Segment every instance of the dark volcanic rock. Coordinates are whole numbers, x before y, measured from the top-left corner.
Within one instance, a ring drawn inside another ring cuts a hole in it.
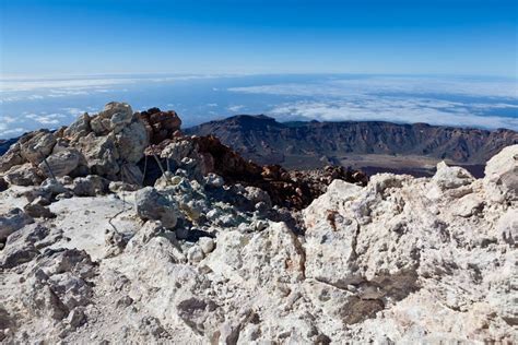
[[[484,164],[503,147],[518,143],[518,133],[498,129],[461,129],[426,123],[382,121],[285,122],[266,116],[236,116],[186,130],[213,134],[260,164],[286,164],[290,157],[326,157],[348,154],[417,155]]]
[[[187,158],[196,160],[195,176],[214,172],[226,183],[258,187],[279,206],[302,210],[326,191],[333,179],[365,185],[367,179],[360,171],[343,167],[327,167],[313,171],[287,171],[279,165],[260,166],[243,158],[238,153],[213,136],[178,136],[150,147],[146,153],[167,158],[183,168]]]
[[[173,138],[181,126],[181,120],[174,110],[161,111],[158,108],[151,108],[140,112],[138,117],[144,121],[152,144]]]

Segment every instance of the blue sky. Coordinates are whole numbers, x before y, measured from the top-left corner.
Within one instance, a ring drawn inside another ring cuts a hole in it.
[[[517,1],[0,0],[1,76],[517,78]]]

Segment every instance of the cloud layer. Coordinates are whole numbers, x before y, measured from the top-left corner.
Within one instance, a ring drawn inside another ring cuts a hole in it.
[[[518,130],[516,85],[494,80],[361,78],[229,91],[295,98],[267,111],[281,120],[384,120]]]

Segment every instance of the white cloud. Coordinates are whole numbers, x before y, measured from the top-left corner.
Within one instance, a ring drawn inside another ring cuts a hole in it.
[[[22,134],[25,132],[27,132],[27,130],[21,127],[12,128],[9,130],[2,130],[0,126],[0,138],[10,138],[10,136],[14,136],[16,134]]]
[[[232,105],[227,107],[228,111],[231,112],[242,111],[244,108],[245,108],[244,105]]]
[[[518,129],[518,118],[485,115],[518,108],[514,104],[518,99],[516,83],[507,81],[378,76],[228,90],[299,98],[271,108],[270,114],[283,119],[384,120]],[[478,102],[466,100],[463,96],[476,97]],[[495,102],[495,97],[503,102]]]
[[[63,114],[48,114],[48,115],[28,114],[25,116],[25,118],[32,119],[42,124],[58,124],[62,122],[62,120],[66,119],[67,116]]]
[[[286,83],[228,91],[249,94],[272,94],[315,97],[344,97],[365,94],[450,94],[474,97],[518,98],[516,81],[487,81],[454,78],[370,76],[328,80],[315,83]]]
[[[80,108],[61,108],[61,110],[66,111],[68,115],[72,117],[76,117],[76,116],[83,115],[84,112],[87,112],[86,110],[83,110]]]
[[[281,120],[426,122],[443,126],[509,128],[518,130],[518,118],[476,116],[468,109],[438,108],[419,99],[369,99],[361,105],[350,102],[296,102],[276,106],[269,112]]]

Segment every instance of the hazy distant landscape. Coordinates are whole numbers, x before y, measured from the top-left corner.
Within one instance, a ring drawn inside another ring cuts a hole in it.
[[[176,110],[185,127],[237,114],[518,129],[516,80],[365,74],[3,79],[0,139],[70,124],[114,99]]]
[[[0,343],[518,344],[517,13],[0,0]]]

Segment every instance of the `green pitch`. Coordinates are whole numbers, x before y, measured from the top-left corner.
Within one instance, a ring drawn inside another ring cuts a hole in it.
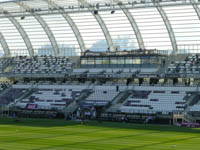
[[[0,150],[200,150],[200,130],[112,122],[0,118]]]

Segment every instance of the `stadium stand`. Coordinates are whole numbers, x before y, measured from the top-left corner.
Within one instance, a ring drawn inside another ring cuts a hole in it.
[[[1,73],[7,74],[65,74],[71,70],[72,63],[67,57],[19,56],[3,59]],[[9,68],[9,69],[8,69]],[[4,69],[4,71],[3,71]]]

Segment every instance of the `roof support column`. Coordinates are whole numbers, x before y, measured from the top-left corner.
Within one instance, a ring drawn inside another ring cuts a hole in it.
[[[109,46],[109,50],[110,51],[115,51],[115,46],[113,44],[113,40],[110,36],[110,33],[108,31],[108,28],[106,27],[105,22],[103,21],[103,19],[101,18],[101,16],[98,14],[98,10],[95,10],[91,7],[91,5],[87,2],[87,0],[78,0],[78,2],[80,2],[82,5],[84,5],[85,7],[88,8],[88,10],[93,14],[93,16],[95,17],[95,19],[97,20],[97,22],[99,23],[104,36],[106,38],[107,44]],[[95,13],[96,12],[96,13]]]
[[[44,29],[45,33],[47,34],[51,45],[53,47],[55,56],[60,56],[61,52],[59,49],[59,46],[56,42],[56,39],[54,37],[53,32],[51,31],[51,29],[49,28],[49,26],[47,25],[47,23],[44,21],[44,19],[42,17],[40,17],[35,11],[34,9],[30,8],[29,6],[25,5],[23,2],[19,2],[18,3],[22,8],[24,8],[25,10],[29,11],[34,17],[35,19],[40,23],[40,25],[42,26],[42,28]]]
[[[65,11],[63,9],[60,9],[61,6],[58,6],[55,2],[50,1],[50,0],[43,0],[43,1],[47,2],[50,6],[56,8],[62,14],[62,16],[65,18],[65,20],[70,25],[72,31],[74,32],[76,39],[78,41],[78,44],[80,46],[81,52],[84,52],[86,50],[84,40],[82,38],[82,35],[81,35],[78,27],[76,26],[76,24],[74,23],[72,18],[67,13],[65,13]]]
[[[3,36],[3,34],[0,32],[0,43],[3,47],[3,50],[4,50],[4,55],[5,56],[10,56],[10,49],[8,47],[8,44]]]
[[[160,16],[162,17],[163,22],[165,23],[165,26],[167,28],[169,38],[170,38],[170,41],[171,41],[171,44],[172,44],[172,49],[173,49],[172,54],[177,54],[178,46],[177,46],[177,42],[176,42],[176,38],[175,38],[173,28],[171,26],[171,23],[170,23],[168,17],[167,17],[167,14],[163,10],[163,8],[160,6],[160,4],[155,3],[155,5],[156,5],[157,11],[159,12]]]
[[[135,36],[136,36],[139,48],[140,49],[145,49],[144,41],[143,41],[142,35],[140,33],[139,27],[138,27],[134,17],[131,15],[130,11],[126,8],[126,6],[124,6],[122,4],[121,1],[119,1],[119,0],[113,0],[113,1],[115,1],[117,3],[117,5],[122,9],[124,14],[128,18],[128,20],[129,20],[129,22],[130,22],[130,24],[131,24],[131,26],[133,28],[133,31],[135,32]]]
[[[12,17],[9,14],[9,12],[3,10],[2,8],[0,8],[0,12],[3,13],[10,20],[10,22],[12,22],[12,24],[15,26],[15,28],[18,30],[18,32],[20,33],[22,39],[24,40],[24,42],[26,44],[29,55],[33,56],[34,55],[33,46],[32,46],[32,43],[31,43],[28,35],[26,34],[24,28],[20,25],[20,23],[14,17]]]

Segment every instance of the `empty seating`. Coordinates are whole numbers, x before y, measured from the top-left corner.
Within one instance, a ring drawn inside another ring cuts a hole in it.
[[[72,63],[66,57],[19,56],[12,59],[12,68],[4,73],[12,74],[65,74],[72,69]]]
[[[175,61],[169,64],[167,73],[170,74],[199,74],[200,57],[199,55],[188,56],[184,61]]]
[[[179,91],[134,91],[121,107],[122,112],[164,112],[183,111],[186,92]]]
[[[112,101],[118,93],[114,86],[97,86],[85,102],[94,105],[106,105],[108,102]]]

....

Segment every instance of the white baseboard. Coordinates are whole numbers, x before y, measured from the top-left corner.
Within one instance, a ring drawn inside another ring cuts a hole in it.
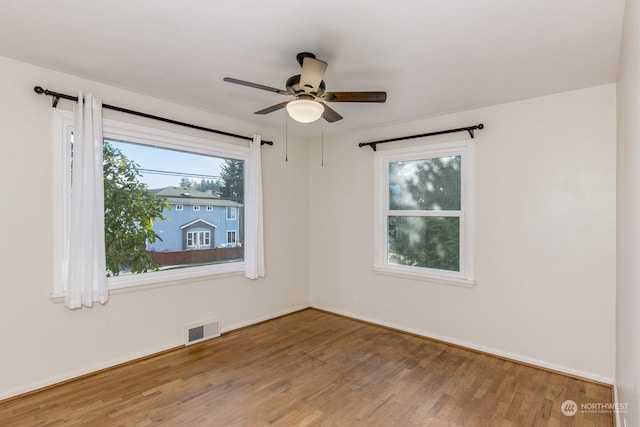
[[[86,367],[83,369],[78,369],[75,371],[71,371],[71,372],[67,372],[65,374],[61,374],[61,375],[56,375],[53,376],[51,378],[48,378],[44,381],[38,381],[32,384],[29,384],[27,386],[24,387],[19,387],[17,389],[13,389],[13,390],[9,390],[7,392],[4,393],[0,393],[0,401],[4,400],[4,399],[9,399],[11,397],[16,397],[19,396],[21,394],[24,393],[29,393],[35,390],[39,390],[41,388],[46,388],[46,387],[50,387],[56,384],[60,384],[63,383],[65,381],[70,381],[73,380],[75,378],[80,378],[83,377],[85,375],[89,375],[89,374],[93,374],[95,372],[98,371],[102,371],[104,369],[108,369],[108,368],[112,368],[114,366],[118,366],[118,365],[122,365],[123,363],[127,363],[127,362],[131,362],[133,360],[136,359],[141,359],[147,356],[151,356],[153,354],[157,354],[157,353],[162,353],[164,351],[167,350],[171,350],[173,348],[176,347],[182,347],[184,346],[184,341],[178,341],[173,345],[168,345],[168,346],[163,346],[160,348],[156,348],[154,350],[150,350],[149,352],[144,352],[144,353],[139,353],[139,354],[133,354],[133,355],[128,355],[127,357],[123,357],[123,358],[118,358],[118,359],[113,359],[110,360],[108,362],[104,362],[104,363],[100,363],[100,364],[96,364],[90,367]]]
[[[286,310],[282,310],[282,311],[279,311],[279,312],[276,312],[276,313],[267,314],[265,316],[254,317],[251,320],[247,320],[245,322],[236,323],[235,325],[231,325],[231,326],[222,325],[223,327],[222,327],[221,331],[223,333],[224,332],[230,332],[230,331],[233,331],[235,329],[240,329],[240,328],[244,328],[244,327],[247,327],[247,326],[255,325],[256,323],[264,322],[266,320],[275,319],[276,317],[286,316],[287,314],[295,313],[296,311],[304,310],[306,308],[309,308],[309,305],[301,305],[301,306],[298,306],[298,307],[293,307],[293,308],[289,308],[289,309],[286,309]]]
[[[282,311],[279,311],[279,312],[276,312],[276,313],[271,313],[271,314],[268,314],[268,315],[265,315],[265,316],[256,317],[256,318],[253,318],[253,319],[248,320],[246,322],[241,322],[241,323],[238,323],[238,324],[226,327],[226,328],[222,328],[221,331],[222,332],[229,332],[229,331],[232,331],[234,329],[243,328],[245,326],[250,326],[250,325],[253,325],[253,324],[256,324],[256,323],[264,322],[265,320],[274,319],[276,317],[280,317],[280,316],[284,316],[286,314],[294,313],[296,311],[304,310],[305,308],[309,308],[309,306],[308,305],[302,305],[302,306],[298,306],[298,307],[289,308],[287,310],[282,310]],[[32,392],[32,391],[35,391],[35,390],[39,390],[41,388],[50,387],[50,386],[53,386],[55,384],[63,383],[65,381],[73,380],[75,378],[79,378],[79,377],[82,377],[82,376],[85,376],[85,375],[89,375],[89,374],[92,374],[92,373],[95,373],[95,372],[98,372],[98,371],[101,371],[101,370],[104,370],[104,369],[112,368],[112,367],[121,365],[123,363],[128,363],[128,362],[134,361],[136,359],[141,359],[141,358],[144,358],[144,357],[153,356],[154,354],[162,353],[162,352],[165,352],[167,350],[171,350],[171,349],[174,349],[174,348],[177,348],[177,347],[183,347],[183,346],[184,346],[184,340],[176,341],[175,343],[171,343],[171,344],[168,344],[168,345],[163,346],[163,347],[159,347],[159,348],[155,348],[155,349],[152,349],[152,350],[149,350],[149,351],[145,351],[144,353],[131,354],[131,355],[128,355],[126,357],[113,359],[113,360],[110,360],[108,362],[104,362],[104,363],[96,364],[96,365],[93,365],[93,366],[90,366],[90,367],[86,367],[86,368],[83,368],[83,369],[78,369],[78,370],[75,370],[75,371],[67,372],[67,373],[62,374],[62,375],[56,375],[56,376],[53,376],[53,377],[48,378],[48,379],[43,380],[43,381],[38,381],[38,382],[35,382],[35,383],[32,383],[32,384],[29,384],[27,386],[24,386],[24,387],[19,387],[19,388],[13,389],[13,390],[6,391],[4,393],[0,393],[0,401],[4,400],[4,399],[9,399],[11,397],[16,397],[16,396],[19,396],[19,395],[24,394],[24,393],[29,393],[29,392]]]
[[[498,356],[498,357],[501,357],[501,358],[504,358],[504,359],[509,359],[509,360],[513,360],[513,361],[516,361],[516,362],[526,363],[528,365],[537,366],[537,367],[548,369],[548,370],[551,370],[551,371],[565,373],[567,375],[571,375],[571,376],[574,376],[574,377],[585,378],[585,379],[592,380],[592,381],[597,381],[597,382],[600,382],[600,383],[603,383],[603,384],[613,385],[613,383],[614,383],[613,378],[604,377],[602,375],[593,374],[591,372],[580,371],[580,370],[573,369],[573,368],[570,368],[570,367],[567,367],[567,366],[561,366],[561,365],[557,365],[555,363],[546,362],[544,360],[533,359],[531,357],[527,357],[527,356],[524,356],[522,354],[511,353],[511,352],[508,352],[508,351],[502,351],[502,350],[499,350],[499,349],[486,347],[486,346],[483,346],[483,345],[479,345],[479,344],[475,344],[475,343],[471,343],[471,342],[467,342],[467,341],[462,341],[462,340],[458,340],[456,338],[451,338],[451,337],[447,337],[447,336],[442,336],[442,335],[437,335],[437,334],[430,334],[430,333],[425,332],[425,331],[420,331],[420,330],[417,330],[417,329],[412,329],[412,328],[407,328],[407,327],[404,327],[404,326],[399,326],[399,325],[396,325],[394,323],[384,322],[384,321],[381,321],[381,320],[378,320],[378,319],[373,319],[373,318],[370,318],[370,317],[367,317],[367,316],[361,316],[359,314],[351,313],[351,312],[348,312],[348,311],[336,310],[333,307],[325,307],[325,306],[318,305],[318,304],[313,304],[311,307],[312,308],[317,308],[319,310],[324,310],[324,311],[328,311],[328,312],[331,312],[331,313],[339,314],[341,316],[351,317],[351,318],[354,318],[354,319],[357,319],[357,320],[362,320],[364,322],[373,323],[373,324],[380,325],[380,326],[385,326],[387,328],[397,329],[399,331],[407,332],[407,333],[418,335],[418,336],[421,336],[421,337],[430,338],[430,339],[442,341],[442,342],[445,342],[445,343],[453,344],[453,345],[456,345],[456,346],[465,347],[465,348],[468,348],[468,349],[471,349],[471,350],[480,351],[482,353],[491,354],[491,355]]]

....

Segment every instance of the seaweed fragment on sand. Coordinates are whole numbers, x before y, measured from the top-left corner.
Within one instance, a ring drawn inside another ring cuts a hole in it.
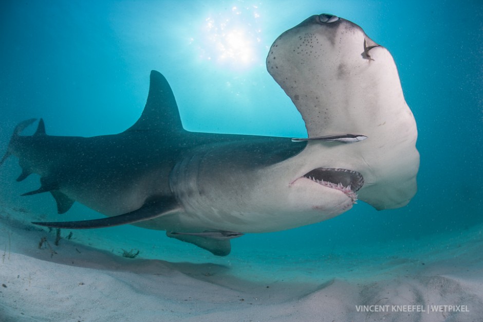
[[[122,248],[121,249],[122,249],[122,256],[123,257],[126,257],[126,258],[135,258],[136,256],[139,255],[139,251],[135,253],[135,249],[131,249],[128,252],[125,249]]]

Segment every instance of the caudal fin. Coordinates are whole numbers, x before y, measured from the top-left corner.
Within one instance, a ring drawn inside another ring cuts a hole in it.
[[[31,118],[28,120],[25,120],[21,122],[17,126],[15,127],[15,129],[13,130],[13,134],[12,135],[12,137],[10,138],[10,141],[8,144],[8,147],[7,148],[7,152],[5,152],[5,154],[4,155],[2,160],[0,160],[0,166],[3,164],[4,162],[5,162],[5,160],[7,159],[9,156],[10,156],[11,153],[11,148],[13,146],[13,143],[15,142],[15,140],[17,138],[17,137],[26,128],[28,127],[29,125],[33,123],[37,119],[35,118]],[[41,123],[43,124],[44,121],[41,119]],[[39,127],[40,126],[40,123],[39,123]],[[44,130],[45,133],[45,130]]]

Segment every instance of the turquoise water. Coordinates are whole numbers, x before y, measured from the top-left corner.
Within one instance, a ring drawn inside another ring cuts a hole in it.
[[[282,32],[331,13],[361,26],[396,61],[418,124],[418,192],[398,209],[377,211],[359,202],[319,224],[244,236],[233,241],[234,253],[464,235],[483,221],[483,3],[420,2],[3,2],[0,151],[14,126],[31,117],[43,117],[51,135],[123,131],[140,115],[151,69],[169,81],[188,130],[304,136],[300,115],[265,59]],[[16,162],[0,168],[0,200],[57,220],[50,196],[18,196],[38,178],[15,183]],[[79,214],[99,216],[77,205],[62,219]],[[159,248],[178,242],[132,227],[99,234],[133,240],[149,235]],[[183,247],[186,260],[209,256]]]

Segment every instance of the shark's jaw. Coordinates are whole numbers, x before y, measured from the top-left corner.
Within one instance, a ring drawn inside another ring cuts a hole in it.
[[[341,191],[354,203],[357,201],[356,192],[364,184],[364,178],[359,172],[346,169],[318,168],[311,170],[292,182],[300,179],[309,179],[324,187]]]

....

### [INSTRUCTION]
Give the items in the stretch from the line containing "Segment every instance of the dark" through the line containing "[[[517,1],[0,0],[1,76],[517,78]]]" as a two-column CSV with the headers text and answer. Write one row per item, put each field in quotes with line breaks turned into spaces, and leave the pictures out.

### [TASK RESPONSE]
text,answer
"Segment every instance of the dark volcanic rock. Coordinates are whole numbers, x before y, measured from the top-left corner. Within one instance, a ring drawn inside another ring cuts a hole in it.","[[[484,164],[503,147],[518,143],[518,133],[498,129],[461,129],[426,123],[382,121],[285,122],[266,116],[236,116],[186,130],[213,134],[260,164],[286,164],[290,157],[326,157],[348,154],[417,155]]] [[[187,158],[196,160],[195,176],[214,172],[226,183],[258,187],[279,206],[302,210],[326,191],[333,179],[365,185],[367,179],[360,171],[343,167],[327,167],[313,171],[287,171],[279,165],[260,166],[243,158],[238,153],[213,136],[178,136],[150,147],[146,153],[167,158],[183,168]]] [[[173,138],[181,126],[181,120],[174,110],[161,111],[158,108],[151,108],[140,112],[138,117],[144,121],[152,144]]]"
"Segment every instance of the blue sky. Coordinates are whole numbers, x before y, measured from the top-left corner. Within one instance, a ring drawn inside another ring cuts a hole in it.","[[[517,1],[0,0],[1,76],[517,78]]]"